Cette option ne détermine cependant pas le choix du bénéficiaire. Celui-ci devait donc formellement exprimer le sien.
Désormais, si le souscripteur opte pour la sortie en titres, « cette option est réputée s’appliquer aussi au bénéficiaire, sauf mention expresse contraire » (C. assur, art. L. 131-1, nouveau).
Le législateur modifie également le dispositif anti-abus mis en place pour éviter que la sortie en titres serve d’autres fins que le financement de l’économie. Aujourd’hui, cette possibilité n’est ouverte que pour les « parts qui ne confèrent pas de droit de vote et qu’à la condition que le contractant, son conjoint, leurs ascendants, leurs descendants ou leurs frères et sœurs n’aient pas détenu, directement ou indirectement, au cours des cinq années précédant le paiement, des titres ou des parts de la même entité que ceux remis par l’assureur » (même texte).
La réforme étend le dispositif anti-abus au partenaire lié par un pacte civil de solidarité (et précise que les frères et sœurs sont ceux du contractant). Elle sécurise en même temps ce dispositif en indiquant le quantum des titres que les personnes visées ne doivent pas détenir ensemble ou séparément « directement ou indirectement, au cours des cinq années précédant le paiement, des titres ou des parts de la même entité que ceux remis par l’assureur » (C. assur, art. L. 131-1, nouveau).
B) Paiement des primes
Sur le paiement des primes, le législateur ferme volontairement la porte à un paiement par titres. En effet, la loi modifie l’article L. 113-3 du Code des assurances, pour préciser que les primes ne peuvent être réglées qu’en numéraire.
Cette réforme « vise à empêcher les résidents français de placer leurs propres titres de sociétés dans des contrats d’assurance-vie souscrits à l’étranger afin de bénéficier de la fiscalité avantageuse de l’assurance vie en cas de rachat et en cas de succession » (LOI n° 2019-486 du 22 mai 2019 relative à la croissance et la transformation des entreprises, exposé des motifs).
L’objectif est également de limiter la « pratique des assureurs de droit étranger consistant à proposer en libre prestation de service à des résidents français disposant d’un niveau de patrimoine suffisant des contrats d’assurance-vie permettant de transférer des titres de sociétés dans des conditions fiscales avantageuses » (exposé des motifs précité).
Clairement sont visés les contrats luxembourgeois, pour lesquels un tel versement est aujourd’hui possible (Cass. 2e civ., 19 mai 2016, n° 15-13606 : « aucune disposition légale d’intérêt général ne prohibe la distribution en France par un assureur luxembourgeois de contrats d’assurance sur la vie qui sont régis par la loi française, mais dont les caractéristiques techniques et financières relèvent du droit luxembourgeois »).
C) Le transfert de la valeur du contrat sur des PER
La loi Pacte modifie les produits retraite d’une façon très importante en créant un régime juridique commun à tous les placements retraite complémentaire.
Pour favoriser leur développement, la loi encourage le transfert des fonds détenus sur une assurance vie vers ces produits retraite complémentaire.
# # #
[Consignes]
(a) Dans le passage sur la loi Pacte et l'assurance vie, quelles personnes sont énumérées dans la condition anti-abus actuellement en vigueur, citée dans le paragraphe qui commence par « Le législateur modifie également » ?
(b) Rédigez la suite du passage sur la loi Pacte et l'assurance vie.
Les entrées constituent un matériau indépendant du passage choisi.

Lignes d'un jeu de données d'annotation par boîtes
# # #
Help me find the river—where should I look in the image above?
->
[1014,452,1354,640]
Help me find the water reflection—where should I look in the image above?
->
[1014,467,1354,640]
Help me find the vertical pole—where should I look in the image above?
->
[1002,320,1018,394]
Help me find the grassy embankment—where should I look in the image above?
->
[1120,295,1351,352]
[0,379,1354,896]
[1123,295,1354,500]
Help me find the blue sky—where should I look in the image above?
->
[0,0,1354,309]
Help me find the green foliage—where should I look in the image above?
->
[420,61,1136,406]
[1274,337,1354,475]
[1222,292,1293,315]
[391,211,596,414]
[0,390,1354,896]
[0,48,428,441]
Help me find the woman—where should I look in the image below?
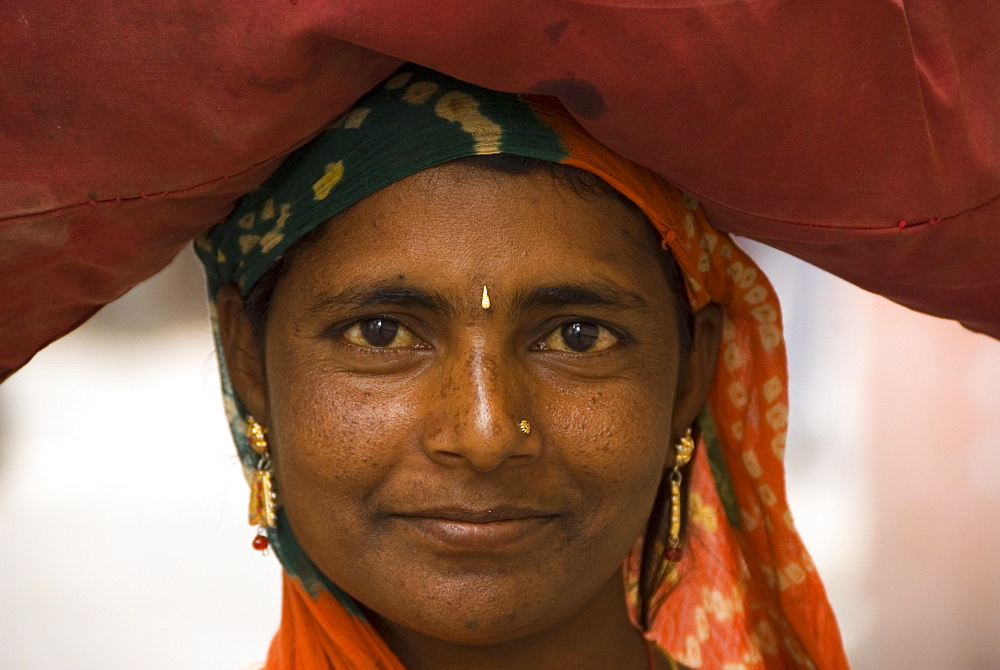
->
[197,66,846,668]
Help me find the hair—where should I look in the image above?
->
[244,154,698,630]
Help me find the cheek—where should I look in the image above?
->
[545,384,673,546]
[268,356,415,558]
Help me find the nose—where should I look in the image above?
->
[423,342,541,472]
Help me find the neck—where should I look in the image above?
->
[369,574,649,670]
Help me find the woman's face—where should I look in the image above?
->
[230,164,716,643]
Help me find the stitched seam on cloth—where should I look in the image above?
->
[0,144,311,226]
[688,182,1000,235]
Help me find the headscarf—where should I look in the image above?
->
[196,65,847,670]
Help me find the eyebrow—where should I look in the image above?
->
[308,282,453,314]
[308,281,648,315]
[513,283,647,311]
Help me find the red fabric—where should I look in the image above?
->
[0,0,1000,378]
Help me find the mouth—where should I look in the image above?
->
[390,507,558,553]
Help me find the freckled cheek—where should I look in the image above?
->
[547,390,670,529]
[270,364,413,525]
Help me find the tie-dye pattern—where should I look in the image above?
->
[196,65,847,670]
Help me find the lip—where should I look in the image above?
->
[390,507,558,553]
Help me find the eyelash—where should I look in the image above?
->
[323,314,634,357]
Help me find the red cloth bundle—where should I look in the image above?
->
[0,0,1000,379]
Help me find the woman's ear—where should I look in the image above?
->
[215,284,267,420]
[672,302,723,439]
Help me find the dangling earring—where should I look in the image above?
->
[665,428,694,563]
[247,414,278,556]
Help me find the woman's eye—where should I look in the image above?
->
[343,319,420,349]
[541,321,618,353]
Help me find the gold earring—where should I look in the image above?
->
[247,414,278,555]
[666,428,694,563]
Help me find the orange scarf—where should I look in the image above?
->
[197,71,847,670]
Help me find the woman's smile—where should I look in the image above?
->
[229,160,696,641]
[389,506,558,557]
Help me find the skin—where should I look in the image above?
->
[218,164,720,669]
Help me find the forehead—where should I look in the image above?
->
[282,163,662,288]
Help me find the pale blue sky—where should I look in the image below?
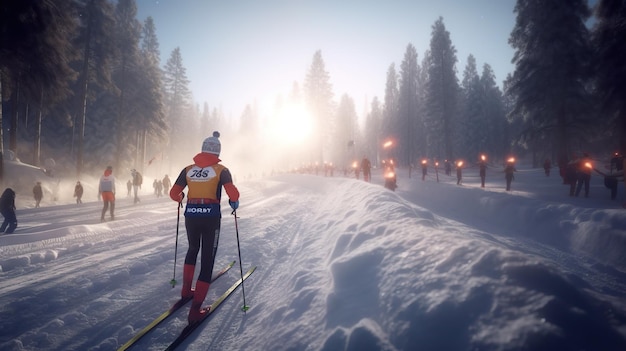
# # #
[Réponses fournies]
(a) Le contractant, son conjoint, leurs ascendants, leurs descendants, leurs frères et sœurs.

(b)
Le législateur modifie en effet les dispositions de l’article 125 0 A du CGI pour inciter au transfert de tout ou partie de la valeur de son contrat d’assurance sur un PER ; Le souscripteur bénéficiant, quelle que soit la durée du contrat, d’un abattement de 9 200 € ou 4 600 € selon sa situation maritale cumulable avec le crédit d’impôt du même montant s’imputant sur les produits taxables des contrats d’au moins huit ans.
Cette possibilité cependant ne s’applique :
– qu’«en cas de rachat total ou partiel d’un bon ou d’un contrat, effectué avant le 1er janvier 2023 »,
– « plus de cinq années avant l’atteinte par le titulaire du bon ou du contrat de l’âge mentionné au premier alinéa de l’article L 161-17-2 du CSS » (âge d’ouverture du droit à une pension de retraite),
– « Lorsque le bon ou le contrat remplit la condition de durée mentionnée au quatrième alinéa du présent 1° » ; Le contrat en cause doit donc avoir été souscrit depuis plus de huit ans.
– et que « l’intégralité des sommes reçues au titre de ce rachat est versée avant le 31 décembre de l’année dudit rachat sur un plan d’épargne retraite défini à l’article L 224-1 du Code monétaire et financier »,
D) Le transfert de la valeur vers un autre contrat d’assurance vie
Jusqu’à présent, il n’était pas possible de transférer les fonds d’un contrat d’assurance-vie sur un autre contrat d’assurance-vie ou un autre support d’épargne, sans perdre l’antériorité fiscale du contrat.
La loi pacte prévoit la conservation de l’antériorité fiscale du contrat, en cas de transfert de contrats au sein d’une même compagnie d’assurance, à la condition qu’une part ou l’intégralité des primes versées soit affectée à l’acquisition de droits exprimés en unités de compte ou de droits donnant lieu à la constitution d’une provision de diversification (CGI art. 125-0 À, I-2°-al. 1 nouveau.).
Le dispositif est donc limité, car le transfert sans perte d’antériorité fiscale du contrat n’est possible :
- qu’au sein de la même compagnie,
- à la condition que le nouveau contrat ne soit pas un contrat monosupport euros.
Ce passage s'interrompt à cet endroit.